● What is being asked:
Extract each line of the listing below that contains the string "wooden", matching uppercase and lowercase letters exactly.

● Records for the exercise:
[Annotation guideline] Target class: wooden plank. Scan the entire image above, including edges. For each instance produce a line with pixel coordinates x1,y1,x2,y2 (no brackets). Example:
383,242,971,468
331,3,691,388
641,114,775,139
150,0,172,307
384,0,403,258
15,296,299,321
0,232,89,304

● Output of the exercise:
[Annotation guideline] Target class: wooden plank. Scan the entire image above, including edges. For each instance produce a line with pixel coordinates x1,y1,x2,y2 (no brackets). Example:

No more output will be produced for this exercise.